§ **Material for this task**
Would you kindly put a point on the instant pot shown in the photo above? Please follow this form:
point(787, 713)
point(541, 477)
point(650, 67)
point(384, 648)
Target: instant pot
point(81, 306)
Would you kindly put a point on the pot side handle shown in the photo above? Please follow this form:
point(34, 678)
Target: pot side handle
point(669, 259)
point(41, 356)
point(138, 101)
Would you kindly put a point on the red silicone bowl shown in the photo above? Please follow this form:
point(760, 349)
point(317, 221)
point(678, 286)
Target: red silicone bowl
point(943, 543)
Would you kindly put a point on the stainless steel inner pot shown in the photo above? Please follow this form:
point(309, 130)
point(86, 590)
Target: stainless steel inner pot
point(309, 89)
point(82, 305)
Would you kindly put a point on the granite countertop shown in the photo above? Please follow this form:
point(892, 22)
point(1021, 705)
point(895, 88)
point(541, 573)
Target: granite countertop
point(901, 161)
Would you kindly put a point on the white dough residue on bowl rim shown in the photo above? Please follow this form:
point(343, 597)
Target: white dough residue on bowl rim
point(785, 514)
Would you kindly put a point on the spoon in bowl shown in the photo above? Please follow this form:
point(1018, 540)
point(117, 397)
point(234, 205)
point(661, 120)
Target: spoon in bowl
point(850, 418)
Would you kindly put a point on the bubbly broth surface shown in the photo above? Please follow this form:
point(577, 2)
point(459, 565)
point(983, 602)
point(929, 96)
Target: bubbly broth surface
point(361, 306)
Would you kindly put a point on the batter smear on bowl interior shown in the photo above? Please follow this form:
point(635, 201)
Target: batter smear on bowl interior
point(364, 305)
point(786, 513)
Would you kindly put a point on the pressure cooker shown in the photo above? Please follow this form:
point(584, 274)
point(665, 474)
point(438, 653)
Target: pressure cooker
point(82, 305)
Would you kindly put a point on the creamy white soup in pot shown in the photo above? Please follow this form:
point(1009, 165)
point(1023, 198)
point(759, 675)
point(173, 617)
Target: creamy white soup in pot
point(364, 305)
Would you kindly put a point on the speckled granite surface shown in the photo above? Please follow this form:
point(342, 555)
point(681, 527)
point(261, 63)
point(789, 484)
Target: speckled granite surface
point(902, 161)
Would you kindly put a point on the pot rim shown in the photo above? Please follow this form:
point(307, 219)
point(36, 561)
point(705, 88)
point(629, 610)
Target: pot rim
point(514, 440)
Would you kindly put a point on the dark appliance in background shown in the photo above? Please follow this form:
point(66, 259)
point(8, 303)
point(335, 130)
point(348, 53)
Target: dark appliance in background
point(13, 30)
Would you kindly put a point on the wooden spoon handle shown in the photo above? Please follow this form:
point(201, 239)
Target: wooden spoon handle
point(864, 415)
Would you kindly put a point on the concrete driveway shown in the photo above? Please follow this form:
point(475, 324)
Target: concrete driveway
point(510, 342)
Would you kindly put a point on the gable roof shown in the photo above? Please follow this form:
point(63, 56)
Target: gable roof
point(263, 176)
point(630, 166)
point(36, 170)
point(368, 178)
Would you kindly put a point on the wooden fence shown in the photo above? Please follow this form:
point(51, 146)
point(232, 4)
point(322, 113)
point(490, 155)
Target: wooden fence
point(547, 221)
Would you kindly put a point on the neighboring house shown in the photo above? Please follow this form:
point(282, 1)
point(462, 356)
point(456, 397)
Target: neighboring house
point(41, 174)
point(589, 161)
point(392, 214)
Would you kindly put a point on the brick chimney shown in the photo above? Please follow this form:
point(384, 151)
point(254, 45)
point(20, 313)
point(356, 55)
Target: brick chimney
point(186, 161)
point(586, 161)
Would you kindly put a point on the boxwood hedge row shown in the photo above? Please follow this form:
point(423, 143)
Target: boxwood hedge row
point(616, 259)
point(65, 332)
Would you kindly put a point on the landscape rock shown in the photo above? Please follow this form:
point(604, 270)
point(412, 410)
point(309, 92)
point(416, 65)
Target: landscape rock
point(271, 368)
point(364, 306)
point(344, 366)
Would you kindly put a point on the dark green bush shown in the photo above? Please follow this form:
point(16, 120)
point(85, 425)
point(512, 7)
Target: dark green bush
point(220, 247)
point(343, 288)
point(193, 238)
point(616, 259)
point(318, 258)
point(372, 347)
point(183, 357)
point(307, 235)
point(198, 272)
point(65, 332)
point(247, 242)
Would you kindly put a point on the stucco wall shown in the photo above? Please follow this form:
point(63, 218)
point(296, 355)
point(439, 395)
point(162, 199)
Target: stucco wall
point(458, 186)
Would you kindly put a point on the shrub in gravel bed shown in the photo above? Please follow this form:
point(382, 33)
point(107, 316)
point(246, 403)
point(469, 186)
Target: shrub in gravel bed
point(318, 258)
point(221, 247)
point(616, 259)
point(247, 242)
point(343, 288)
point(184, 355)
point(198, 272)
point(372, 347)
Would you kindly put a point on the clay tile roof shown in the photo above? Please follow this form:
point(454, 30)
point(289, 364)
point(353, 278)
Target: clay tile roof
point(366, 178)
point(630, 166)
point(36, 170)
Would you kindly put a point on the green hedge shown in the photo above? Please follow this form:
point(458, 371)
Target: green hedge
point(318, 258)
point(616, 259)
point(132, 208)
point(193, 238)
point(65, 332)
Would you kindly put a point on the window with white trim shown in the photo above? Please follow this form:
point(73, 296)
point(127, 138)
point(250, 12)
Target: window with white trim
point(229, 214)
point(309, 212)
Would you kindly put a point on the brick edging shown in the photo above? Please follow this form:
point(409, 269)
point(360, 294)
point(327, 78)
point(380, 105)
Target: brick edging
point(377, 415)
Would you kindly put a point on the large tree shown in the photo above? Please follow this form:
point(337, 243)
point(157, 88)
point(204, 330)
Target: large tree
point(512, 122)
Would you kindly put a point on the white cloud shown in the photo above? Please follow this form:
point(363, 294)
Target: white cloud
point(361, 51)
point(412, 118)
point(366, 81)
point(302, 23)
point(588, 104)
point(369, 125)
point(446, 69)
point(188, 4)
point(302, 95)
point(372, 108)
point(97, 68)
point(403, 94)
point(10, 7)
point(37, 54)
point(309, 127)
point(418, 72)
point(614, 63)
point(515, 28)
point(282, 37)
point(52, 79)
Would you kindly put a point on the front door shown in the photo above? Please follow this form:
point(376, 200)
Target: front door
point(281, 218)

§ **Stated goal**
Give back all of the rows above verbatim, changing nothing.

§ **Result**
Would you kindly put a point on the instant pot shown in the photo above? Please follow this form:
point(787, 713)
point(541, 477)
point(650, 67)
point(384, 648)
Target: instant pot
point(81, 306)
Would you kindly put a point on the pot side handle shown in the photo above? Please follow this form:
point(34, 678)
Target: pot side handle
point(669, 259)
point(41, 356)
point(138, 101)
Would you kindly put a point on the red silicone bowl shown in the photo above? Please follow this form:
point(760, 349)
point(317, 221)
point(678, 286)
Target: red silicone bowl
point(943, 543)
Would you kindly put a point on the stainless steel inner pot shown in the photo above? Please follow this form:
point(309, 130)
point(86, 590)
Target: stainless steel inner pot
point(309, 89)
point(82, 305)
Would you kindly put a point on the granite countertop shown in the photo above? Please follow this form:
point(892, 22)
point(1021, 705)
point(895, 88)
point(541, 573)
Target: granite countertop
point(901, 161)
Would you kindly put a point on the white dough residue on bowl rim shown in the photo above? Please follow this form:
point(343, 597)
Target: white dough residue on bowl rim
point(785, 514)
Would you kindly put a point on the spoon in bowl shown in the photo above? Please follow this form:
point(1018, 540)
point(117, 397)
point(234, 205)
point(661, 120)
Target: spoon in bowl
point(850, 418)
Would you kindly put a point on the bubbly broth surface shown in the photo above? Please follow this form:
point(577, 2)
point(459, 565)
point(983, 602)
point(929, 96)
Target: bubbly broth surface
point(361, 306)
Would you kindly put a point on the batter smear on bowl interior shown in the photo above? Please follow this form:
point(635, 201)
Target: batter smear on bowl interior
point(364, 305)
point(786, 513)
Would you kindly put a point on the pressure cooker shown in the photo above? Please follow this form:
point(584, 274)
point(665, 474)
point(438, 653)
Target: pressure cooker
point(82, 305)
Would you kindly put a point on the creamy white soup in pot shown in the photo above? Please follow this form:
point(1009, 165)
point(1023, 198)
point(759, 675)
point(173, 617)
Target: creamy white soup in pot
point(364, 305)
Would you kindly put a point on the speckled granite surface shown in the photo above? Please follow this form:
point(342, 555)
point(681, 527)
point(261, 63)
point(789, 484)
Target: speckled granite surface
point(902, 161)
Would you kindly put a point on the pot rim shown in the photo above? Please follow this form:
point(307, 219)
point(36, 561)
point(705, 88)
point(629, 610)
Target: pot rim
point(514, 440)
Would you kindly put a point on the dark appliance in background shown in the photo above? Please follow this form:
point(66, 259)
point(8, 303)
point(335, 130)
point(348, 53)
Target: dark appliance in background
point(13, 30)
Would you kindly put a point on the wooden spoon handle shown in the photo above? Please follow this form:
point(201, 239)
Target: wooden spoon handle
point(864, 415)
Would you kindly put a point on the concrete driveway shown in the photo above? Please follow this form:
point(475, 324)
Target: concrete driveway
point(510, 342)
Would you kindly put a point on the gable roof shown in the photo above? Please follow this form:
point(63, 56)
Target: gable roof
point(263, 176)
point(630, 166)
point(36, 170)
point(368, 178)
Would you kindly put a point on the wooden fence shown in the photo above? Please follow this form:
point(51, 146)
point(232, 4)
point(322, 113)
point(490, 155)
Target: wooden fence
point(547, 221)
Would you kindly put a point on the neighboring house shown in the photo above? Please follow this form:
point(282, 1)
point(462, 356)
point(456, 397)
Target: neighboring house
point(41, 174)
point(589, 161)
point(392, 214)
Would you kindly put a point on the brick chimney shown in the photo above? Please follow this form:
point(384, 151)
point(254, 45)
point(20, 313)
point(356, 55)
Target: brick chimney
point(186, 161)
point(586, 161)
Would you kindly put a point on the boxwood hedge row shown in the photo above? Please follow this form:
point(423, 143)
Target: boxwood hedge row
point(616, 259)
point(65, 332)
Would you kindly put a point on the landscape rock shown in the photo above? Please follow this form:
point(604, 270)
point(412, 410)
point(309, 92)
point(416, 65)
Target: landscape rock
point(271, 368)
point(364, 306)
point(344, 366)
Would you kindly put a point on the dark green bush shown in the photo above? Please follow this form:
point(16, 120)
point(85, 425)
point(512, 7)
Target: dark green bush
point(220, 247)
point(343, 288)
point(193, 238)
point(616, 259)
point(318, 258)
point(372, 347)
point(183, 357)
point(307, 235)
point(198, 272)
point(65, 332)
point(247, 242)
Would you kindly put a point on the stucco wall shown in the photo above? Please follow this form:
point(63, 218)
point(296, 355)
point(439, 395)
point(162, 199)
Target: stucco wall
point(458, 186)
Would you kindly put a point on the shrub in gravel bed shown in the photo above? Please follow this form:
point(382, 33)
point(107, 316)
point(246, 403)
point(469, 186)
Target: shrub in gravel bed
point(318, 258)
point(221, 247)
point(616, 259)
point(247, 242)
point(343, 288)
point(184, 355)
point(198, 272)
point(372, 347)
Would you kindly put a point on the clay tile roof shown in the photo above? Please follow this form:
point(454, 30)
point(289, 364)
point(353, 278)
Target: clay tile roof
point(366, 178)
point(630, 166)
point(36, 170)
Would you kindly put a point on the green hedge shown in the photo above? Please follow this form:
point(458, 371)
Target: green hedge
point(318, 258)
point(616, 259)
point(132, 208)
point(193, 238)
point(65, 332)
Would you kindly put a point on the window with white trim shown in the photo above? Please follow this form:
point(73, 296)
point(127, 138)
point(250, 12)
Target: window with white trim
point(229, 214)
point(309, 212)
Would you kindly put a point on the brick edging shown in the photo above? Please follow this form:
point(409, 269)
point(360, 294)
point(327, 78)
point(380, 105)
Target: brick edging
point(377, 415)
Would you kindly put a point on the large tree shown in the photo above? Please follow this form:
point(337, 243)
point(157, 88)
point(204, 330)
Target: large tree
point(512, 122)
Would you kindly put a point on the white cloud shown in the photo above? Please follow this form:
point(363, 294)
Target: white cloud
point(361, 51)
point(412, 118)
point(366, 81)
point(302, 23)
point(588, 104)
point(369, 125)
point(446, 69)
point(188, 4)
point(302, 95)
point(372, 108)
point(97, 68)
point(403, 94)
point(10, 7)
point(37, 54)
point(309, 127)
point(418, 72)
point(614, 63)
point(515, 28)
point(282, 37)
point(52, 79)
Would you kindly put a point on the front door shown in the photo above? Please follow this form:
point(376, 200)
Target: front door
point(281, 218)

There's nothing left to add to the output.